Using the travel blog below, decide whether each statement agrees with it, answering yes or no and quoting the deciding words. 1. The writer attended a religious service during the stay. 2. Signs had less English the farther the writer traveled from Addis. 3. The writer at first took the Orthodox Christians' loudspeaker prayers for Muslim prayers.

● **Selected passage**:

--- begin ---

Click on this link to see the Survey Results…so far! 

June 30, 2006

Religion

Filed under: Misc — by sackrosanct @

There were quite a few mosques and churches.  The churches looked to me (a remarkably unreligious person) a lot more like the mosques than I was expecting.  Some of the Orthodox Christians were praying loudly over loudspeakers at assorted times of day. Until someone corrected me, I had assumed they were Muslims praying.

I also saw religious services taking place out in an open area under some trees.

Because of my short stay, I did not have the opportunity to participate in any religious services.   I would recommend that everyone, even if you are not normally religious, seek out a service to attend.

  

Signs

Filed under: Climate/Environment, Misc, Travel — by sackrosanct @

Many signs in Addis were in both English and Amharic.  Of course, the further from Addis we were, the less English there was.  I wish I had taken more photos of the signs.

This sign was just on the South side of Addis.

I’m pretty sure all of the green road signs had the city names written in Roman letters (English).

  

Notice the ditch/gulley bridge on the bottom right.

--- end ---

● **Material supplied**:
--- begin ---

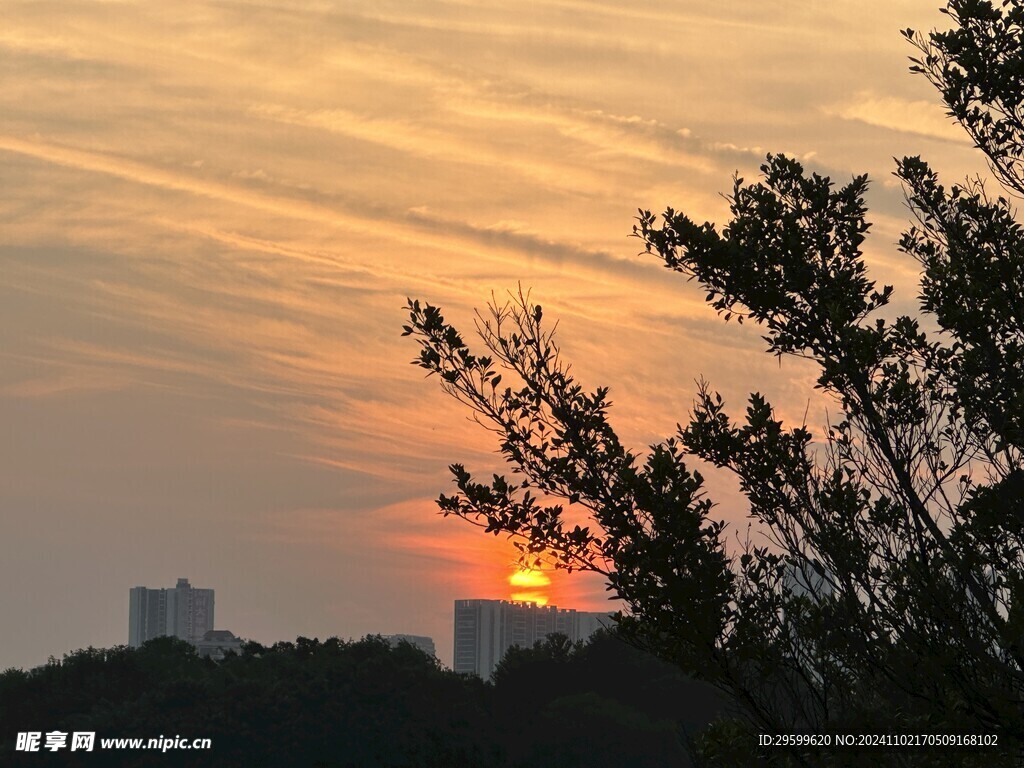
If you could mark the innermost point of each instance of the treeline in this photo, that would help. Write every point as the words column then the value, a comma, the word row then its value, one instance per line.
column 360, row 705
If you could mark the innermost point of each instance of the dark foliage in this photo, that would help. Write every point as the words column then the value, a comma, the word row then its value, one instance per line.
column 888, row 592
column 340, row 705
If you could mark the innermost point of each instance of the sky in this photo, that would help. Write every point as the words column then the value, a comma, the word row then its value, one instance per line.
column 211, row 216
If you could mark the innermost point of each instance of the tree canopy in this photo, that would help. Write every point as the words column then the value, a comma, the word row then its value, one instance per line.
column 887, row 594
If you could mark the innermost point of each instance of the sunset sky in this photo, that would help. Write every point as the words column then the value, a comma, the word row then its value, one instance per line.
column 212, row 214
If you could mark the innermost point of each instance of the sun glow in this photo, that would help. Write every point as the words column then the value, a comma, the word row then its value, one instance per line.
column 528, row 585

--- end ---
--- begin ---

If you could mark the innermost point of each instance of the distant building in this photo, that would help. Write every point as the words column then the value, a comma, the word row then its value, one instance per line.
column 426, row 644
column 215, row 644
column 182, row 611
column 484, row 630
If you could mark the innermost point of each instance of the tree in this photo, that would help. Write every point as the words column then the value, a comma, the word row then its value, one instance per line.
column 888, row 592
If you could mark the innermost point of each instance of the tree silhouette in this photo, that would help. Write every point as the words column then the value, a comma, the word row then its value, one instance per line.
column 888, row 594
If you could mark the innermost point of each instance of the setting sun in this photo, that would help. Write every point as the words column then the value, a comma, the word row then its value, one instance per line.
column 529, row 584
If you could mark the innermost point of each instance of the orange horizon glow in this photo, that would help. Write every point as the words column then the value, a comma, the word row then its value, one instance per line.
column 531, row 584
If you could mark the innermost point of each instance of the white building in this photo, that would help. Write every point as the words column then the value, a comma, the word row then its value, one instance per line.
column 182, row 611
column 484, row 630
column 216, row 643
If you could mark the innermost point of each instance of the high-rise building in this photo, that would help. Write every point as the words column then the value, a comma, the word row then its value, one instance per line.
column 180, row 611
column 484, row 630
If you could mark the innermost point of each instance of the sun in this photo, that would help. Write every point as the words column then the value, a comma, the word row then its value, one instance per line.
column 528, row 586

--- end ---

● **Result of this task**:
1. No: "Because of my short stay, I did not have the opportunity to participate in any religious services."
2. Yes: "the further from Addis we were, the less English there was."
3. Yes: "Until someone corrected me, I had assumed they were Muslims praying."